_PAGE TEXT_:

European Banks Are Highly Exposed To The Current Crisis

To what extent will European banks withstand the current crisis? This is a crucial question because the recession we are experiencing could be followed by a banking crisis that would affect the whole economy even more severely. A CEPII study, entitled "European Banks and the Covid-19 Crash Test", sheds an interesting light on this subject. 

While a liquidity crisis seems unlikely, given that the European Central Bank is open for business, a solvency crisis cannot be ruled out, say the editors. They make a quick calculation: "The aggregate assets of eurozone banks amount to 34 trillion euros, of which 11.7 trillion are loans to the economy and 5 trillion are securities. With equity (capital and reserves) amounting to 2.5 trillion, it would only take 21% (11.7*21% = 2.5) of the loans not being repaid to exhaust them completely".

_EXCERPTED RECORDS_:
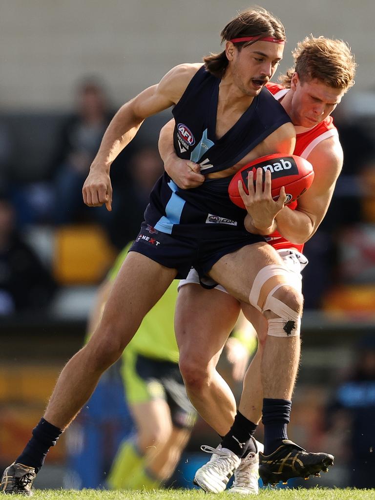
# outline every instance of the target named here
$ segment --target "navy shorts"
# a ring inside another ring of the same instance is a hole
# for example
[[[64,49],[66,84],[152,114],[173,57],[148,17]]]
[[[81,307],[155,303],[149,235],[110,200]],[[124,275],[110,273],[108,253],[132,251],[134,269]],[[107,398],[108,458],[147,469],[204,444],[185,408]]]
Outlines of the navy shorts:
[[[129,252],[138,252],[166,268],[176,269],[176,278],[184,279],[192,267],[200,277],[204,276],[223,256],[264,241],[262,236],[246,230],[218,226],[206,226],[204,238],[184,238],[162,232],[143,222]],[[200,229],[197,232],[202,234]]]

_APPLY WHAT YOU READ_:
1. Write out, word for word, the part of the article on European banks that begins at "European Banks Are" and stops after "on this subject.".
2. Continue the article on European banks and the Covid-19 crisis, starting right after its last sentence.

_SET OF ANSWERS_:
1.
European Banks Are Highly Exposed To The Current Crisis

To what extent will European banks withstand the current crisis? This is a crucial question because the recession we are experiencing could be followed by a banking crisis that would affect the whole economy even more severely. A CEPII study, entitled "European Banks and the Covid-19 Crash Test", sheds an interesting light on this subject.

2.
If one in five bank loans is not repaid, European banks crash; a scenario that is not unlikely in the event of a prolonged recession. All the more so as this calculation accepts a broad definition of capital (official, which comes from the banks) since leverage, or the "unweighted ratio" (ratio of capital to total assets without risk weightings), is shown in this study at 5.8% for eurozone banks. In his analyses, JP Chevallier advocates a stricter approach and calculates a leverage effect of around 1/40 for French banks, i.e. 2.5%, half the CEPII figure, which means that defaulting on around 10% of their loans would send French banks crashing .

This rate of 21% is not at all implausible, the study says, bearing in mind that "non-performing loans" (the official name for defaulted loans, which are not lost in full, however) were 8% in Italy in 2018, after having reached 15% in 2015. On average in the eurozone, they rose from 7% at the end of 2014 to 3% at the end of 2019. The countries most affected by the recession (France, Italy, Spain) could dangerously approach the red zone.